Start of Block

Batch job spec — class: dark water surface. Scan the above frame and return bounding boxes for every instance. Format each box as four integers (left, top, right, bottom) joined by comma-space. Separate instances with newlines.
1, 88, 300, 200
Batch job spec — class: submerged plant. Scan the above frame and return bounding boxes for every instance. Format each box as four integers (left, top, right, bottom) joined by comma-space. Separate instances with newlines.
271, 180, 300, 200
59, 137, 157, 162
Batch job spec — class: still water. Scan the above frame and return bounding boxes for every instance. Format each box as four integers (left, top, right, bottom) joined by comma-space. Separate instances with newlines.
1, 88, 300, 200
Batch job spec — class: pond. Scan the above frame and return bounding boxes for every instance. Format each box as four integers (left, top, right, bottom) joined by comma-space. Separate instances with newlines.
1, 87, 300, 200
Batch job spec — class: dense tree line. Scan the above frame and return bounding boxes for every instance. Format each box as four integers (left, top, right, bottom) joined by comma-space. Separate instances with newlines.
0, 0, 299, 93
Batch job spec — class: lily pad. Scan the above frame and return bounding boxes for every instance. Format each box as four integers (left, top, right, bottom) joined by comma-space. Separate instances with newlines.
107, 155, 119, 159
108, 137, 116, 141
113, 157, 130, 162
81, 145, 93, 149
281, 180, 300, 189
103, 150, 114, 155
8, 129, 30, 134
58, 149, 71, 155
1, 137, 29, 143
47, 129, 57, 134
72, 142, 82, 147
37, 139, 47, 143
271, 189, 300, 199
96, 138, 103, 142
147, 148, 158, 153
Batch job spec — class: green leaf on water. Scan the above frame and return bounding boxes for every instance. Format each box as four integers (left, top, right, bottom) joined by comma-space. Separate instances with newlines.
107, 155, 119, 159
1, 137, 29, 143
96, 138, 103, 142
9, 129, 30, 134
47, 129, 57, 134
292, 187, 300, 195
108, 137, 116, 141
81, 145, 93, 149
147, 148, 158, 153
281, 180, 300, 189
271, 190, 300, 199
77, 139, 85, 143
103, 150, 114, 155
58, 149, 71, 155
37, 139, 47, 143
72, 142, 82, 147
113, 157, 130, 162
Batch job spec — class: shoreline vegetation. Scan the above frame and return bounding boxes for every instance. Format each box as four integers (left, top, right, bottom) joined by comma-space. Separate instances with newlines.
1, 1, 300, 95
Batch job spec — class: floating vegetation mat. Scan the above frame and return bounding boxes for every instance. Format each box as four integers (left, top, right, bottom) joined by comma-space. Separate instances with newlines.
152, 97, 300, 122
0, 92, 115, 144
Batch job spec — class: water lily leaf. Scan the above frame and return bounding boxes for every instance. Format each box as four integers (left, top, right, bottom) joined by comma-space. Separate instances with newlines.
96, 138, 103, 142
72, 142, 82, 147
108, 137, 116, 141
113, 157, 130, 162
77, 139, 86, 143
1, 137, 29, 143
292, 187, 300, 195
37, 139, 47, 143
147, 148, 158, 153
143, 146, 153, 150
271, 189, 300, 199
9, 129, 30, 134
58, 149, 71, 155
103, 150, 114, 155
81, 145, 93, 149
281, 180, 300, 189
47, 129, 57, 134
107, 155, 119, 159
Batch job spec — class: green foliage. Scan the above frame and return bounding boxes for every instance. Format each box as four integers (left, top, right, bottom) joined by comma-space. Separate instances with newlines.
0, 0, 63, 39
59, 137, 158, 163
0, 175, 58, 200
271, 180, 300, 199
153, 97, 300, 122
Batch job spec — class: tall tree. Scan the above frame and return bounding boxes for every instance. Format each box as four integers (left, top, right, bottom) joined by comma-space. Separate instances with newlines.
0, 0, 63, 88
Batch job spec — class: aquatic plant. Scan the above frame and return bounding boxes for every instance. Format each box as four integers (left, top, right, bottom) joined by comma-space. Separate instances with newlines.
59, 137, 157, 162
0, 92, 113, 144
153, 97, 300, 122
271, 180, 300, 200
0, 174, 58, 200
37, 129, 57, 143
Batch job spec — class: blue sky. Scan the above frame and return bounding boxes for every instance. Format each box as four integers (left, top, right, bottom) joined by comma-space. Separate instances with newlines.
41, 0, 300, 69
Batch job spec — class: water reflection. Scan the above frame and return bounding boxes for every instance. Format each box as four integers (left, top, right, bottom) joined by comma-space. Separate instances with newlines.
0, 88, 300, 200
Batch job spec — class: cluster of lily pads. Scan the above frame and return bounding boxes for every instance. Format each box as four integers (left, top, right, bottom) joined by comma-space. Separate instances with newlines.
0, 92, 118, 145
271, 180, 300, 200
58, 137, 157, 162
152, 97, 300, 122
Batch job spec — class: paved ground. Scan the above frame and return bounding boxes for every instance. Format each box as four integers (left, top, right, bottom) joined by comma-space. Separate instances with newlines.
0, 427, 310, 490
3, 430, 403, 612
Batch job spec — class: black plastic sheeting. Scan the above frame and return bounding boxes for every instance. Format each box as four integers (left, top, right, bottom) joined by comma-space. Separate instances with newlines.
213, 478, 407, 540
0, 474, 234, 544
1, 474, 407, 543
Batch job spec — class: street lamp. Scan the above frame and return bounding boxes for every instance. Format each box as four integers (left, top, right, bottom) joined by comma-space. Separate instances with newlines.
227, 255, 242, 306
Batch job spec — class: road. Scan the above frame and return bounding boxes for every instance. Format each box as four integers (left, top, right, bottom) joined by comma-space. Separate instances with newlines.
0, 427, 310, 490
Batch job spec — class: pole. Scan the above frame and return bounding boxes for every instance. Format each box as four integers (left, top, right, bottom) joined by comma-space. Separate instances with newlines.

End of Block

Brief: All the records, from the first line to the last: repeat them exactly.

Finished task:
Batch job spec — class: dark water surface. Scan the above frame and return bounding boxes for every instance. Format each box as four integers (left, top, right, bottom) joined by comma-space. Separate instances with newlines.
1, 88, 300, 200
Batch job spec — class: submerged plant. Scan the above frame and return bounding boxes for every instance. Format each box as four integers (left, top, right, bottom) joined by comma-space. Separate instances with newlines.
271, 180, 300, 200
59, 137, 157, 162
Batch job spec — class: still water. Scan the above frame and return bounding boxes for every instance. Format each box as four integers (left, top, right, bottom) joined by comma-space. Separate instances with newlines.
1, 88, 300, 200
Batch job spec — class: pond. Scan the above frame and return bounding boxes for every instance. Format each box as four integers (left, top, right, bottom) joined by comma-space. Separate instances with newlines.
1, 87, 300, 200
Batch job spec — class: dense tree line. Scan the above frame and return bounding boxes for every instance. Format each box as four integers (left, top, right, bottom) joined by comma-space. Separate instances with newlines.
0, 0, 299, 93
Batch job spec — class: lily pad. Scan the above frame and return bounding boxes for every instance. Format each box as four integers (left, top, right, bottom) joined by comma-space. Separate instances with newlines.
107, 155, 119, 159
108, 137, 116, 141
113, 157, 130, 162
81, 145, 93, 149
281, 180, 300, 189
103, 150, 114, 155
8, 129, 30, 134
58, 149, 71, 155
1, 137, 29, 143
47, 129, 57, 134
72, 142, 82, 147
37, 139, 47, 143
271, 189, 300, 199
96, 138, 103, 142
147, 148, 158, 153
Batch job spec — class: green leaf on water. Scan the above frame and return bounding boxes for every instance. Format each box as four integers (left, top, right, bottom) joined by comma-space. Separate instances with newlines.
107, 155, 119, 159
1, 137, 29, 143
96, 138, 103, 142
9, 129, 30, 134
47, 129, 57, 134
292, 187, 300, 195
108, 137, 116, 141
81, 145, 93, 149
147, 148, 158, 153
281, 180, 300, 189
271, 190, 300, 199
77, 139, 85, 143
103, 150, 114, 155
58, 149, 71, 155
37, 139, 47, 143
72, 142, 82, 147
113, 157, 130, 162
Batch job spec — class: shoreline vegetation. Scan the above frame and return bounding boxes for every instance. Format each box as four integers (left, top, right, bottom) joined by comma-space. Separate instances with newlines.
1, 1, 300, 95
Batch job spec — class: floating vegetation mat. Scan the above frame and return bounding boxes for every instance. Format each box as four integers (left, top, right, bottom) joined by comma-space. Separate instances with newlines.
152, 97, 300, 122
0, 92, 115, 144
Batch job spec — class: water lily leaf. Scan the above frame and return bounding boxes for every instance. Format each box as four integers (left, top, right, bottom) joined by comma-space. Separate instances with newlines.
96, 138, 103, 142
72, 142, 82, 147
108, 137, 116, 141
113, 157, 130, 162
77, 139, 86, 143
1, 137, 29, 143
292, 187, 300, 195
37, 139, 47, 143
147, 148, 158, 153
143, 146, 153, 150
271, 189, 300, 199
9, 129, 30, 134
58, 149, 71, 155
103, 150, 114, 155
81, 145, 93, 149
281, 180, 300, 189
47, 129, 57, 134
107, 155, 119, 159
Batch job spec — class: green foliage. Scan the above frame and return bounding boxes for every instance. Format each box as four integers (left, top, right, bottom) joined by comma-space. Separate instances with newlines.
0, 0, 63, 39
59, 137, 158, 163
0, 175, 58, 200
271, 180, 300, 199
153, 97, 300, 122
Batch job spec — class: tall tree. Scan the above frame and return bounding boxes for every instance. Format each box as four integers (left, top, right, bottom) joined by comma-space. Separate instances with newlines.
0, 0, 63, 88
Batch job spec — class: aquatic plant. Scan the above frame and return bounding boxes for every instance. Format each box as four integers (left, top, right, bottom) joined by comma-space. Separate instances with newlines.
59, 137, 157, 162
0, 92, 113, 144
153, 97, 300, 122
271, 180, 300, 200
0, 174, 58, 200
37, 129, 57, 143
Batch job spec — class: blue sky. Scan the above frame and return bounding boxes for every instance. Format each box as four integers (left, top, right, bottom) joined by comma-space. Separate instances with newlines.
41, 0, 300, 69
Batch job spec — class: water reflection. Scan the above frame and return bounding boxes for every instance. Format each box as four integers (left, top, right, bottom) joined by comma-space. Separate instances with newlines.
0, 88, 300, 200
Batch job spec — class: cluster of lily pads. Scan the above frame and return bounding boxes for every instance. Format each box as four integers (left, top, right, bottom) joined by comma-space. Separate instances with newlines.
0, 92, 118, 145
271, 180, 300, 200
58, 137, 157, 162
152, 97, 300, 122
Batch job spec — class: paved ground. Scan the above frame and return bounding boxes for every instance. Format each box as four integers (left, top, right, bottom) joined by comma-space. Separate instances with newlines.
0, 427, 310, 490
3, 430, 403, 612
Batch job spec — class: black plastic sheeting. Scan the above frame and return bounding boxes for every instance. Format each box as four integers (left, top, right, bottom) joined by comma-space. Separate instances with newlines.
213, 478, 407, 540
0, 474, 234, 544
1, 474, 407, 543
Batch job spec — class: street lamp. Scan the above frame and return bounding boxes for every instance. Format each box as four integers (left, top, right, bottom) joined by comma-space. Separate instances with newlines.
227, 255, 242, 306
Batch job spec — class: road. Scan the above frame and return bounding boxes for every instance. Format each box as four integers (left, top, right, bottom) joined by comma-space. Separate instances with newlines.
0, 427, 310, 490
Batch job spec — class: pole. Scan the above frame and return bounding boxes for every instance. Format each box as four integers (left, top, right, bottom) joined by comma-space. Separate instances with newlines.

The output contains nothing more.